> [Exercise]: Copy only what lies from the line containing "Locate every instance of the rock in" through the line containing "Locate every instance of the sea cucumber" in the entries below, keeping both end lines exact and dropping every picture.

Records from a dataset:
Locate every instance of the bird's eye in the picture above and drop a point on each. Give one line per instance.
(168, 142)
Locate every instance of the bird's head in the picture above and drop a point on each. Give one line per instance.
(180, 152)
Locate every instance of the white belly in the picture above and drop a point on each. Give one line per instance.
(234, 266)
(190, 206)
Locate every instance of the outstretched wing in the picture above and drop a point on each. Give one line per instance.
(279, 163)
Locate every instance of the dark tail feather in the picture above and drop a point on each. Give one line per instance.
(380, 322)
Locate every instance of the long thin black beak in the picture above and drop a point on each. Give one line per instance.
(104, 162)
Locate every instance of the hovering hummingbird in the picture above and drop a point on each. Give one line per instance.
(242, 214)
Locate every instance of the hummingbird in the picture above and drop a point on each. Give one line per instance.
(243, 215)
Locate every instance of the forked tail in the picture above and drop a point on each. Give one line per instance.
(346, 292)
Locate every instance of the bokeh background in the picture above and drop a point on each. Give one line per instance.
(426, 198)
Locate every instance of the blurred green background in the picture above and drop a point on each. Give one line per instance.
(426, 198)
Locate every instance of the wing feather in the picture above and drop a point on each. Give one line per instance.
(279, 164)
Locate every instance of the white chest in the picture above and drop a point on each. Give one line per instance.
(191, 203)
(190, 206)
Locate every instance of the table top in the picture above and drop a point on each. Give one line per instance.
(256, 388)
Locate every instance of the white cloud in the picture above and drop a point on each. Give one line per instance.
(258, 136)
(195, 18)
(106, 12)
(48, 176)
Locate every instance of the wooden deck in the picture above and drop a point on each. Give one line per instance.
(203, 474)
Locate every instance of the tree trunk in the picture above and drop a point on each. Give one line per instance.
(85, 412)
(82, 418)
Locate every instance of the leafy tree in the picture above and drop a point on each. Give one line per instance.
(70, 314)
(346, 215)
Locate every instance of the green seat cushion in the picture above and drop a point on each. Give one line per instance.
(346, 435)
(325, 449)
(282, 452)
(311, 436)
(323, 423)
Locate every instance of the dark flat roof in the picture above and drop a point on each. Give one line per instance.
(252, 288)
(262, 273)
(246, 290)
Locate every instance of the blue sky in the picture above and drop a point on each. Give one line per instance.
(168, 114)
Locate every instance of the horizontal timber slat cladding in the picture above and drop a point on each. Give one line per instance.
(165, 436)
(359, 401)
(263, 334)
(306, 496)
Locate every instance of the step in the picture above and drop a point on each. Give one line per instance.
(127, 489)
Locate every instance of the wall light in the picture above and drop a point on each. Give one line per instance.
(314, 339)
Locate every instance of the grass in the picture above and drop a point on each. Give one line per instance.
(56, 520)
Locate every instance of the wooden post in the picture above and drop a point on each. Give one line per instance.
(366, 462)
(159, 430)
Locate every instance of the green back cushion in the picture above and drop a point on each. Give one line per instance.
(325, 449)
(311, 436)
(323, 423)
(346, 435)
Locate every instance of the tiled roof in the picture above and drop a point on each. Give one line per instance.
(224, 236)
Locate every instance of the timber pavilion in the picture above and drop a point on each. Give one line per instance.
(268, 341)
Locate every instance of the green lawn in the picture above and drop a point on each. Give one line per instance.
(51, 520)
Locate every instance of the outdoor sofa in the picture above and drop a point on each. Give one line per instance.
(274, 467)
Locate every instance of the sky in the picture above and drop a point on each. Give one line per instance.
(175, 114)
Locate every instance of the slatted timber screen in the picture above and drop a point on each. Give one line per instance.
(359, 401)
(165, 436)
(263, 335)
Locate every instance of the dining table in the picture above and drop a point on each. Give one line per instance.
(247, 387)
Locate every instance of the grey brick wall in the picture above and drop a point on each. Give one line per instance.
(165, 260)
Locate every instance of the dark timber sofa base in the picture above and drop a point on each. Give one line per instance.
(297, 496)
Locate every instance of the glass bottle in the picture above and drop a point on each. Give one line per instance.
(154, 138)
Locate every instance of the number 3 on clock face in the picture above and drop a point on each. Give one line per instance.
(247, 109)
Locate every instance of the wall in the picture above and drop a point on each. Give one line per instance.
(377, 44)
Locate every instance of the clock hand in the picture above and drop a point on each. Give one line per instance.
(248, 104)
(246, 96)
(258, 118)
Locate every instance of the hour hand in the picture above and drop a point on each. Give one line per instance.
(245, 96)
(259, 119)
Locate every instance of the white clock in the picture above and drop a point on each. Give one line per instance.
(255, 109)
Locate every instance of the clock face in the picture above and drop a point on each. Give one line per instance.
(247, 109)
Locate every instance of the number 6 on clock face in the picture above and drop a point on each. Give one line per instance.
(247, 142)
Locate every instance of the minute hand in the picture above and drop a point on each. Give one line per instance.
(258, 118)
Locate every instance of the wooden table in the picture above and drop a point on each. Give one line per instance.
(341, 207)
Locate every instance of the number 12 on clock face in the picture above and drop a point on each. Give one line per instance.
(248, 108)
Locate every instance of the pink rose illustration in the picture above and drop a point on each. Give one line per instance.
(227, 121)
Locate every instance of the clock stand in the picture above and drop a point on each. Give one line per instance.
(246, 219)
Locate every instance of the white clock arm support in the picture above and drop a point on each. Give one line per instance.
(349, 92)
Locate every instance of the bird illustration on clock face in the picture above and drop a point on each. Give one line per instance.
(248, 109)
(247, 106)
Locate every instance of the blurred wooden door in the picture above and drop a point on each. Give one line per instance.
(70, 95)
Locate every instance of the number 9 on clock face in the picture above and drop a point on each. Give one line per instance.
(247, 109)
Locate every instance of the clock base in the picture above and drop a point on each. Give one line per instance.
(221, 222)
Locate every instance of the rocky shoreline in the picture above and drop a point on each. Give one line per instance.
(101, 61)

---

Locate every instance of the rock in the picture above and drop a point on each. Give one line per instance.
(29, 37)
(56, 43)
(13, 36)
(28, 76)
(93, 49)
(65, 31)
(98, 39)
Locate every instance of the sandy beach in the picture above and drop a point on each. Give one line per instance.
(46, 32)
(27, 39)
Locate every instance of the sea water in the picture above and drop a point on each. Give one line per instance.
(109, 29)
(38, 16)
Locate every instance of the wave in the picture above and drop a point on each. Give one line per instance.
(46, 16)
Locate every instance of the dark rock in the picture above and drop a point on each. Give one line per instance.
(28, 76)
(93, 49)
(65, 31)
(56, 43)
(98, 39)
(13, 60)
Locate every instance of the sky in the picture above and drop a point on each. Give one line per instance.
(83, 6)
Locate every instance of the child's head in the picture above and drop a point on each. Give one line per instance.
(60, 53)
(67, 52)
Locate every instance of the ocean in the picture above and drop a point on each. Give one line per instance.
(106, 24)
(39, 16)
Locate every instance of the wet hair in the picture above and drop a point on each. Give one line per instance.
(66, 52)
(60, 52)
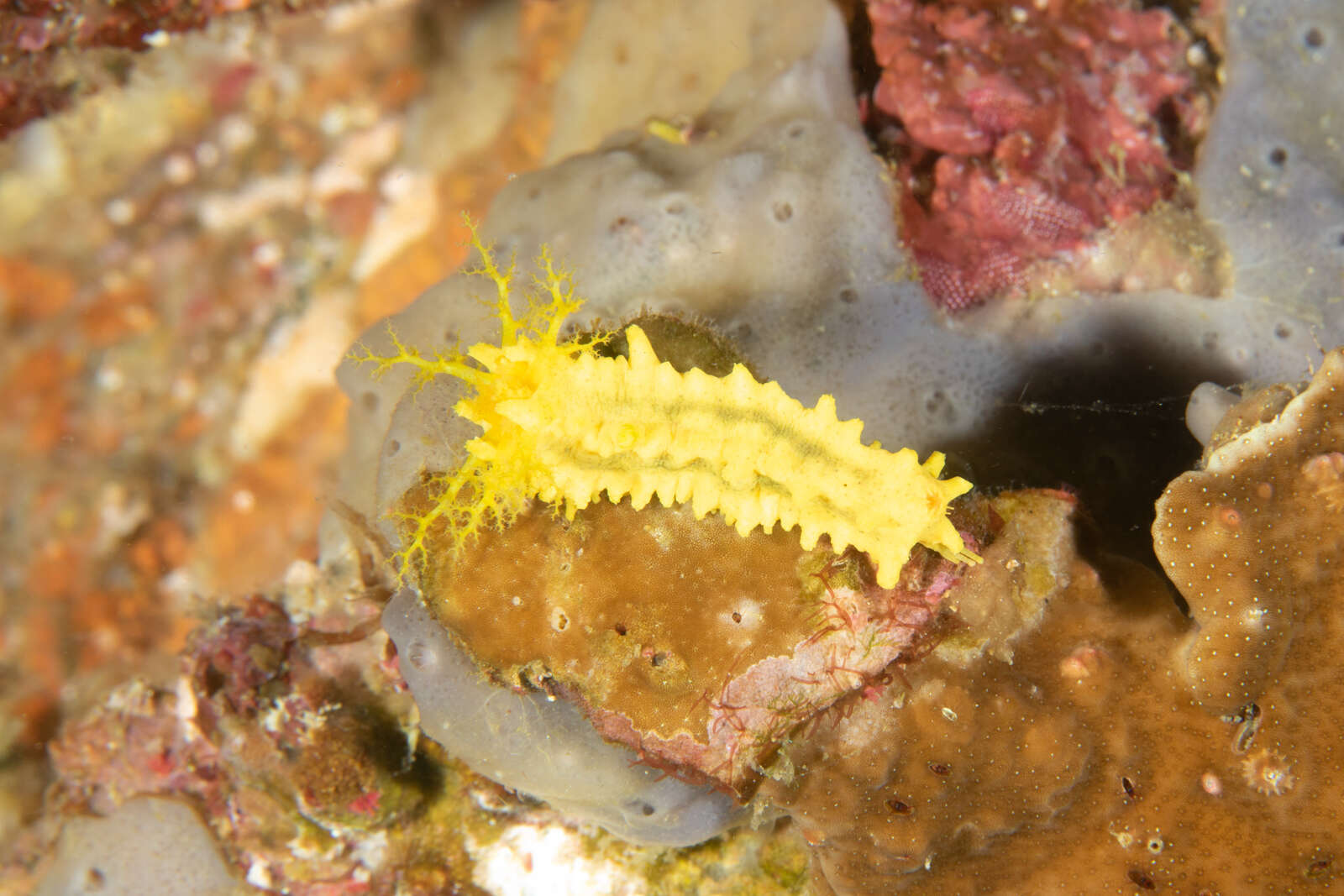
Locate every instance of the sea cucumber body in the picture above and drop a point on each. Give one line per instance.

> [Answer for this exercise]:
Locate every instance of the rock in the picture above and drop a point on each. Give one line per instance.
(29, 37)
(56, 43)
(13, 36)
(28, 76)
(93, 49)
(65, 31)
(98, 39)
Locate every instance of the sandy beach in the picture above and drop a point on each. Give one line per instance.
(46, 32)
(27, 39)
Locate every instance of the sea water in the picture above and drop a point on each. Give one line per instance.
(109, 29)
(38, 16)
Locate every instance of the wave in the picture above and drop a point on each. Give one line per instance.
(46, 16)
Locate every instance of the dark rock in the picture above and drop a point on each. Give one line per instance.
(28, 76)
(93, 49)
(65, 31)
(56, 43)
(98, 39)
(13, 60)
Locate every instance of the sky in the picture above and drop a point on each. Give one line per instance.
(83, 6)
Locate every instance of the child's head in the picture above and drop a point on each. Give one line per instance.
(60, 53)
(67, 52)
Locate every instance of the ocean in the picture above and drop a point on each. Give one line per instance.
(106, 24)
(39, 16)
Locate every instance of the wet hair in the picture above and drop a point on each. Give one line per instance.
(66, 52)
(60, 52)
Locate every instance of the sea cucumber body in the picture above and drop a point on each. Give one line per instance.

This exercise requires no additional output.